I've been saying basically the same thing for awhile now. In a nutshell, there are no magic wands.
A brief and pretty decent article from The New Republic...
[O]ne of the Democrats’ election-year problems is certainly avoidable: The party’s base is morbidly depressed, despite having a president with the most effective progressive record in more than four decades. Indeed, at some point you have to wonder if it is possible to satisfy liberals at all. Let’s tally up the postwar record. Obama—liberal disappointment. Bill Clinton? Even worse. (Disillusionment with the Clinton years sparked Ralph Nader’s decisive third-party challenge in 2000.) Jimmy Carter? Also a liberal disappointment, inspiring both a liberal primary challenge from Ted Kennedy and a general-election challenge by liberal John Anderson...

---------------

▶ **ACTION ITEM A**
List every person named in the post on liberal disappointment with Democratic presidents.
▶ **ACTION ITEM B**
From the post on liberal disappointment with Democratic presidents, print the passage that begins at the words "A brief and" and stops after the words "liberal John Anderson...".
▶ **ACTION ITEM C**
Carry on the post on liberal disappointment with Democratic presidents from the point where it stops.

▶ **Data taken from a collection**
---------------

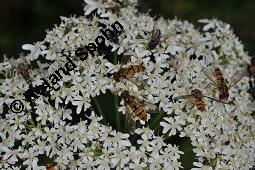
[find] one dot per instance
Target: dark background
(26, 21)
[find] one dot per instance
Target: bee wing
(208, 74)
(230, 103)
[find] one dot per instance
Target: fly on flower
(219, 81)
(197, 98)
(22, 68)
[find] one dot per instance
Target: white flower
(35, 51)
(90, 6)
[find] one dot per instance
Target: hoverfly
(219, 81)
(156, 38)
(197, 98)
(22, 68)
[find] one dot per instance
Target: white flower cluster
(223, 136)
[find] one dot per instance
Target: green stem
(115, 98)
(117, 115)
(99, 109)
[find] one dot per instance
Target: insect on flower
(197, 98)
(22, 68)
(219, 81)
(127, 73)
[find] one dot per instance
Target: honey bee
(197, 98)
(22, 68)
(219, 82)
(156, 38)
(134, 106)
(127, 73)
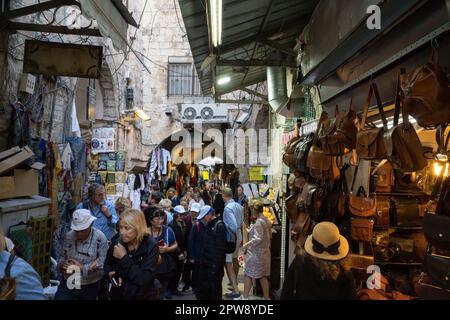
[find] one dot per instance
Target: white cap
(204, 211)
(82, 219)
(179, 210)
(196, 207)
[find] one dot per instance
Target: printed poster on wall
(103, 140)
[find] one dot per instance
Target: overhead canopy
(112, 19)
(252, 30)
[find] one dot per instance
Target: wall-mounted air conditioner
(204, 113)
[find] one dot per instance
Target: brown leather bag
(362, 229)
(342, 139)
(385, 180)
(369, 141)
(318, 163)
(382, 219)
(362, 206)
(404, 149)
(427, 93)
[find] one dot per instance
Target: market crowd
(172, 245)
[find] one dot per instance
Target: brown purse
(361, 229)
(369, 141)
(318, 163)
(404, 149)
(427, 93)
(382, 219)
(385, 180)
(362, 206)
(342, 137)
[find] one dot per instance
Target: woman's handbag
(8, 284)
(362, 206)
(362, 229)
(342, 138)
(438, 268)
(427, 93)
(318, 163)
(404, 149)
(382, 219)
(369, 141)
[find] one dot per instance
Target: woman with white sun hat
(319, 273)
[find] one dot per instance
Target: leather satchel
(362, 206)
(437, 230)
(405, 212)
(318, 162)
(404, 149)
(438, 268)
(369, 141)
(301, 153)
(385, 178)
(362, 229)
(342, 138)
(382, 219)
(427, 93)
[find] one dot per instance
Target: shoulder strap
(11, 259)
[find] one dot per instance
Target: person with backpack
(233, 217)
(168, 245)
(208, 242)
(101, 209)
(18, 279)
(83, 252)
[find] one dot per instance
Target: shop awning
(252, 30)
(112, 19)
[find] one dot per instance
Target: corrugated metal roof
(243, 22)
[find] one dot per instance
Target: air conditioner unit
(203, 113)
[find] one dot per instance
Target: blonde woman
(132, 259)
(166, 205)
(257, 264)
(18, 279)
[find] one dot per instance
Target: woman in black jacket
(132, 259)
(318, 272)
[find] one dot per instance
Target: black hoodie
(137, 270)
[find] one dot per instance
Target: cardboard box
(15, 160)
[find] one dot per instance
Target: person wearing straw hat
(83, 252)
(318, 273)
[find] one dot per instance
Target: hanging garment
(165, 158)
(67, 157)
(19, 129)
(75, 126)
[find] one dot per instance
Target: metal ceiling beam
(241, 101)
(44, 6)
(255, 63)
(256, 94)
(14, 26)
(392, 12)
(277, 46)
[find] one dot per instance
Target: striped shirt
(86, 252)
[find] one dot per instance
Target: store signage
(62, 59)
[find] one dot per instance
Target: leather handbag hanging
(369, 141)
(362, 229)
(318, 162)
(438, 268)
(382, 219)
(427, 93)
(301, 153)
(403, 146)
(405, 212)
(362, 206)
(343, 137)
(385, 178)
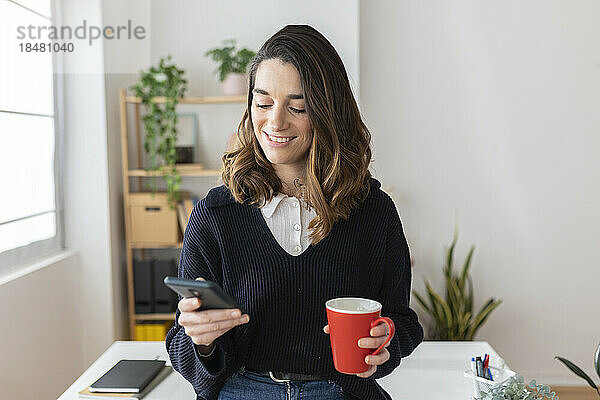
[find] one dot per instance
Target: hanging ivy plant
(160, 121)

---------------

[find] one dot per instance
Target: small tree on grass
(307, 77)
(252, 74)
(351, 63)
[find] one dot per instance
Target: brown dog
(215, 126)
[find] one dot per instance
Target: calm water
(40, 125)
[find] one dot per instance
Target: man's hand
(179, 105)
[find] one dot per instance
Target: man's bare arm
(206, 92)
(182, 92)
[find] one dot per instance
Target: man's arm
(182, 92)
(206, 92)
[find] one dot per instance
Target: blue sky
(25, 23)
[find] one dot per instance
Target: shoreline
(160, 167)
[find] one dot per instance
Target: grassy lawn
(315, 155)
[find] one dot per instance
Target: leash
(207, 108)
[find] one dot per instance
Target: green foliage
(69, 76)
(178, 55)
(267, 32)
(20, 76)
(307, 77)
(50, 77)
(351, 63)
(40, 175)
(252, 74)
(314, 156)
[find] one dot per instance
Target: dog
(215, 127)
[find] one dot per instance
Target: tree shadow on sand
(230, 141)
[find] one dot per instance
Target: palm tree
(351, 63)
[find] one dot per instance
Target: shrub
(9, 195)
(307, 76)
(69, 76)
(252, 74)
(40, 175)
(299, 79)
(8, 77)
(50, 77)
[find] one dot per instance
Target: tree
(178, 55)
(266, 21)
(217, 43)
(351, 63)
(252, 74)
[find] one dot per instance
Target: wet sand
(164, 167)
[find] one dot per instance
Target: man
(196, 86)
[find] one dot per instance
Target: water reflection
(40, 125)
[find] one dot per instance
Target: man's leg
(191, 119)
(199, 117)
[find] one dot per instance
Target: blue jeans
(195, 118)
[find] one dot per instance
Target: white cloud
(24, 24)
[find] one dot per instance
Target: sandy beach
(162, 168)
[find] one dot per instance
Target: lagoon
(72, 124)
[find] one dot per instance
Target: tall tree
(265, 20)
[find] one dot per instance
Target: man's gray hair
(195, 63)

---------------

▶ **EXPECTED OUTPUT A**
Obama, Bill Clinton, Ralph Nader, Jimmy Carter, Ted Kennedy, John Anderson

▶ **EXPECTED OUTPUT B**
A brief and pretty decent article from The New Republic...
[O]ne of the Democrats’ election-year problems is certainly avoidable: The party’s base is morbidly depressed, despite having a president with the most effective progressive record in more than four decades. Indeed, at some point you have to wonder if it is possible to satisfy liberals at all. Let’s tally up the postwar record. Obama—liberal disappointment. Bill Clinton? Even worse. (Disillusionment with the Clinton years sparked Ralph Nader’s decisive third-party challenge in 2000.) Jimmy Carter? Also a liberal disappointment, inspiring both a liberal primary challenge from Ted Kennedy and a general-election challenge by liberal John Anderson...

▶ **EXPECTED OUTPUT C**
...The cycle of disappointment suggests that perhaps the problem here is not the Democratic presidents, flawed though they may be, but their delicate supporters. Liberals tend to imagine progress occurring in a blaze of populist glory, but almost inevitably it requires grubby compromises with powerful and unseemly interests. Medicare, Social Security—they were all half-measures that involved a devil’s bargain. In 1949, Arthur Schlesinger identified the “doughface” progressive tendency as a discomfort with the realities and compromises of governing. “Politics becomes, not a means of getting things done,” he wrote, “but an outlet for private grievances and frustrations.”